§ **Task goal**
Write out the entries below once more, exactly.

§ **Supplied entries**
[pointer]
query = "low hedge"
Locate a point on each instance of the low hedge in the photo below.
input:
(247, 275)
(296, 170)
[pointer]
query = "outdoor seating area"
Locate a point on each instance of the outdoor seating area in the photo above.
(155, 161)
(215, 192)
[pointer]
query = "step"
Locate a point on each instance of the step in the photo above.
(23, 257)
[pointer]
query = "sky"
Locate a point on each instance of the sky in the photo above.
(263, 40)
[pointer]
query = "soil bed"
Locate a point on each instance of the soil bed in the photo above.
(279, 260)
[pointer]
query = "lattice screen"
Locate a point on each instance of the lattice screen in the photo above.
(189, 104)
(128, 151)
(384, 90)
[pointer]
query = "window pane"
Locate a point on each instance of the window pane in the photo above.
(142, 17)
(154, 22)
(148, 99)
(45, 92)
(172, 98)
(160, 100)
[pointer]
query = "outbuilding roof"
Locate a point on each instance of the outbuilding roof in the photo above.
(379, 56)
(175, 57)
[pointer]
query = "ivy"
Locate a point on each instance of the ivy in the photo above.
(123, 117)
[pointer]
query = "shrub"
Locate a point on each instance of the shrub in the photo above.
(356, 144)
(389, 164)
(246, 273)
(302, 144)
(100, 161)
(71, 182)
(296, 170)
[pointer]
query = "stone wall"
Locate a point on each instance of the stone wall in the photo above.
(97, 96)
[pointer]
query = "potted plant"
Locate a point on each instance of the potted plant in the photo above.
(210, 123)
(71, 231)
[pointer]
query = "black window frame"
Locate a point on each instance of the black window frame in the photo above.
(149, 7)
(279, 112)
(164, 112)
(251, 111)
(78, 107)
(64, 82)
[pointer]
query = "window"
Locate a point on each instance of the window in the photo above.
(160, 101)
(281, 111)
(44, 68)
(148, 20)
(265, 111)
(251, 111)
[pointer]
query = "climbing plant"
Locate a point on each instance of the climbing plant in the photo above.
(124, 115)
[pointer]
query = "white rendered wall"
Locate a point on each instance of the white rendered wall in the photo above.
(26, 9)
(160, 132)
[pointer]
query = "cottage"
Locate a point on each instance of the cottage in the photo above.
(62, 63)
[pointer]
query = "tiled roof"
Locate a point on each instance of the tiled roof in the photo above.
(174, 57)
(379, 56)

§ **Result**
[pointer]
query = "low hedge"
Locate a point on each instance of the low hedge in the photo below.
input:
(247, 275)
(296, 170)
[pointer]
query = "outdoor seating area"
Locate a point on each instance of the outdoor seating area in the photo above.
(155, 161)
(215, 192)
[pointer]
query = "step"
Locate a point on each instance of the step in the photo above.
(23, 257)
[pointer]
query = "sky"
Locate a point on each instance of the sky in the photo above.
(263, 40)
[pointer]
query = "soil bed"
Locate a point on each instance of the soil bed in the photo above.
(279, 260)
[pointer]
query = "lattice screen"
Locate a point on each instance of the lattice screen in the photo above.
(189, 104)
(128, 151)
(384, 90)
[pointer]
query = "window pane"
Locate a point on each instance of the window pane in the photo above.
(142, 17)
(154, 22)
(148, 99)
(45, 92)
(172, 98)
(160, 100)
[pointer]
query = "outbuilding roof"
Locate a point on each instance of the outbuilding roof in the photo above.
(379, 56)
(175, 57)
[pointer]
query = "ivy"
Locate a point on each instance of the ivy in the photo above.
(123, 117)
[pointer]
query = "shrub"
Locate a point on each instance of the shrub in the photo above.
(356, 144)
(389, 164)
(246, 273)
(302, 144)
(100, 161)
(71, 182)
(296, 170)
[pointer]
query = "stone wall"
Locate a point on each instance of the stone wall in the photo above.
(97, 96)
[pointer]
query = "potted plant"
Locate a point on each instance of the potted plant in the photo above.
(210, 123)
(71, 231)
[pointer]
query = "black window frame"
Locate a point on each instance of the black window frame in the photo above.
(149, 7)
(279, 112)
(164, 112)
(251, 111)
(78, 107)
(64, 82)
[pointer]
query = "window"
Locate a point on each instance of the window in the photo above.
(160, 101)
(281, 111)
(44, 68)
(148, 20)
(265, 111)
(251, 111)
[pointer]
query = "climbing plant"
Locate a point on each instance of the climbing plant in the photo above.
(124, 115)
[pointer]
query = "white rendered wall"
Locate a point on each instance of the white rendered wall in the photo above.
(26, 9)
(160, 132)
[pointer]
query = "cottage"
Locate a point on each instance of the cottage in the photo above.
(62, 63)
[pointer]
query = "tiled roof"
Locate a point on each instance of the tiled roof in the photo above.
(174, 57)
(379, 56)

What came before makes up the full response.